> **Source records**
---*---
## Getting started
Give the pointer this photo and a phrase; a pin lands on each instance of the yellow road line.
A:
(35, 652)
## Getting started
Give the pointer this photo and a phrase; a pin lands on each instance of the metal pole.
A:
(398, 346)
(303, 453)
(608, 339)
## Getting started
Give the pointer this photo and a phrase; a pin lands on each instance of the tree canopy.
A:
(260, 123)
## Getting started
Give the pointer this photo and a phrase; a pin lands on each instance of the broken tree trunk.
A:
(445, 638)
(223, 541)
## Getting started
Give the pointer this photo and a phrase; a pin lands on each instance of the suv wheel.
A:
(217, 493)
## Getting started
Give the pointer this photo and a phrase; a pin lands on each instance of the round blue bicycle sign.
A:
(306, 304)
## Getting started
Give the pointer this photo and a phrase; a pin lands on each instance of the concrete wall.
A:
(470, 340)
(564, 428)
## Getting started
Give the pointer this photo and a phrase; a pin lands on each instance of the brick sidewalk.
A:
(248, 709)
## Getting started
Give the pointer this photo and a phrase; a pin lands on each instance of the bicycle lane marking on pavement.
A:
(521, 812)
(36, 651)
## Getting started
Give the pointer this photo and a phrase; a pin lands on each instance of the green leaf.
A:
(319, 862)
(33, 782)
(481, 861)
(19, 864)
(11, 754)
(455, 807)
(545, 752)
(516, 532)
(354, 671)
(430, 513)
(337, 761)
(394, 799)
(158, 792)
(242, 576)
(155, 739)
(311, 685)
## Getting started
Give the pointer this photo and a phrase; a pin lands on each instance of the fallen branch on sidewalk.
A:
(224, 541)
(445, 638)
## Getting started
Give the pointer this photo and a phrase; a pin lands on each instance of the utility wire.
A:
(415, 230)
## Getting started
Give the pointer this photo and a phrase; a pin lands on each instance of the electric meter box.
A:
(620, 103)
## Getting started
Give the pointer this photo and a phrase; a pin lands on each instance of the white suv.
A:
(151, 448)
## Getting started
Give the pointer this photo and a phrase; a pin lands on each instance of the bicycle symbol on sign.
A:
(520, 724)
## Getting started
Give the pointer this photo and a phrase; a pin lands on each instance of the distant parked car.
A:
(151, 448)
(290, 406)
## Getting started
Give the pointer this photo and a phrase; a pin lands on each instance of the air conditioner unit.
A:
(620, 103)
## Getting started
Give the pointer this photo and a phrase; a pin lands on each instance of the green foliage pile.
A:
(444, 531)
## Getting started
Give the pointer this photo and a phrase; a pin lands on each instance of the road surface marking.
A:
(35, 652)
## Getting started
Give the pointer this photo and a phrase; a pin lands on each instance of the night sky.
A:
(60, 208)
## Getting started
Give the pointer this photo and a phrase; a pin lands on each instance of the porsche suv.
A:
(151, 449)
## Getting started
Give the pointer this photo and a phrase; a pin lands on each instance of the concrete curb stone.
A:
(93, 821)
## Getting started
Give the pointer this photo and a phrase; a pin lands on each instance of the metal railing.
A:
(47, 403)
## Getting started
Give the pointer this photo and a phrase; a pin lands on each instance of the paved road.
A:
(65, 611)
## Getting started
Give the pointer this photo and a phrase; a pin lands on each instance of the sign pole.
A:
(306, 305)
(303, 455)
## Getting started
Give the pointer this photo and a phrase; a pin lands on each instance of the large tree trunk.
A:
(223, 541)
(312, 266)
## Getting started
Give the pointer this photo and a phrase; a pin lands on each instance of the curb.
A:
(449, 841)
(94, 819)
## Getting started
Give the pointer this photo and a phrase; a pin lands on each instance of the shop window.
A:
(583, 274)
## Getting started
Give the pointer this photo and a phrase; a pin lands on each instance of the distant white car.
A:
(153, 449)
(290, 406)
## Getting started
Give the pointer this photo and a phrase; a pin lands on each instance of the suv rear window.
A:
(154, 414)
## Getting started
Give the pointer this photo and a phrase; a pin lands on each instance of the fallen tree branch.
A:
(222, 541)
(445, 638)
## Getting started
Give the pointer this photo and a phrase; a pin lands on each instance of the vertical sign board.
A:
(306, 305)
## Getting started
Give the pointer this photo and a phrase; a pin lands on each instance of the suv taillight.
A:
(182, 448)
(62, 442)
---*---
> **What is asked**
Transcribe all entries exactly as they are given.

> **Answer to this problem**
## Getting started
Give the pointer this photo and a phrase; a pin lands on each instance of the yellow road line.
A:
(35, 652)
## Getting started
Give the pointer this photo and a phrase; a pin lands on each instance of the metal pole.
A:
(398, 346)
(303, 453)
(608, 339)
## Getting started
Give the pointer this photo and a phrase; a pin lands on each instance of the tree canopy.
A:
(260, 123)
## Getting started
Give the pointer this photo and a phrase; a pin lands on each instance of the broken tree trunk.
A:
(445, 638)
(223, 541)
## Getting started
Give the pointer this photo and a phrase; a pin lands on each instance of the suv wheel.
A:
(217, 493)
## Getting started
Give the pointer this photo and a phrase; a pin lands on each instance of the round blue bicycle sign.
A:
(306, 304)
## Getting started
Give the pointer this photo and a phrase; a pin lands on each instance of the concrete wall.
A:
(470, 340)
(564, 428)
## Getting started
Give the pointer this photo and a phrase; a pin lands on each instance of the brick sidewalk.
A:
(248, 709)
## Getting started
Give the pointer this photo and a phrase; a pin lands on each instance of the bicycle lane marking on pavement.
A:
(521, 812)
(36, 651)
## Getting started
Give the pointer this photo and a phrase; a pin lands on each instance of the green leaf.
A:
(319, 862)
(33, 782)
(481, 861)
(19, 864)
(11, 754)
(455, 807)
(545, 752)
(516, 532)
(354, 671)
(430, 513)
(337, 761)
(394, 799)
(158, 792)
(242, 576)
(155, 739)
(311, 685)
## Getting started
Give the pointer this photo and a phrase; a pin lands on each instance of the fallen branch on sidewalk.
A:
(224, 541)
(445, 638)
## Getting started
Give the pointer this photo and a phrase; a pin lands on each instance of the utility wire.
A:
(415, 230)
## Getting started
Give the pointer this photo and a phrase; a pin lands on each instance of the electric meter box.
A:
(620, 103)
## Getting started
Give the pointer this photo and a phrase; a pin lands on each instance of the white suv.
A:
(151, 448)
## Getting started
Give the pointer this photo and a phrase; a pin lands on each instance of the bicycle symbol on sign.
A:
(520, 724)
## Getting started
Give the pointer this photo and a phrase; a pin lands on each instance of the distant parked car.
A:
(151, 448)
(290, 406)
## Getting started
Give the pointer this photo and a phrase; a pin lands on each instance of the air conditioner unit.
A:
(620, 103)
## Getting started
Give the pointer this photo and a phrase; a pin lands on each instance of the green foliage pile.
A:
(444, 531)
## Getting started
Give the pointer this photo and a phrase; a pin lands on each instance of the road surface marking.
A:
(35, 652)
## Getting started
Give the pointer this photo and a phrase; a pin lands on each instance of the night sky.
A:
(60, 208)
## Getting started
Give the pointer this photo and a phrase; a pin lands on each instance of the porsche suv.
A:
(151, 449)
## Getting started
Give the pointer this photo and a phrase; a pin lands on each instance of the concrete curb stone.
A:
(93, 821)
## Getting started
Give the pointer this photo and a phrase; a pin lands on each instance of the metal railing.
A:
(47, 403)
## Getting started
Give the pointer this photo and a phrase; a pin lands on each instance of the paved road.
A:
(65, 611)
## Getting started
Give the pointer this photo and a phrase; a pin lands on each instance of the sign pole.
A:
(306, 305)
(303, 455)
## Getting started
Give the pointer this photo and a phrase; a pin lands on each instance of the large tree trunk.
A:
(223, 541)
(312, 266)
## Getting started
Give the pointer this photo and a phrase; a pin lands on each instance of the curb.
A:
(449, 841)
(94, 819)
## Getting started
Give the pointer this photo and a phrase; a pin lands on each instance of the shop window.
A:
(583, 274)
## Getting started
Give the pointer this photo and a phrase; a pin lands on each instance of the distant white car.
A:
(153, 449)
(290, 406)
## Getting started
Give the pointer this photo and a phrase; a pin lands on each instance of the suv rear window.
A:
(154, 414)
## Getting started
Give the pointer this photo and a phrase; a pin lands on each instance of the fallen tree branch.
A:
(222, 541)
(445, 638)
## Getting started
Give the pointer this photo and a phrase; a pin lands on each instance of the vertical sign board.
A:
(306, 305)
## Getting started
Give the pointer this photo and a phrase; a pin lands on each instance of the suv taillight.
A:
(182, 448)
(62, 442)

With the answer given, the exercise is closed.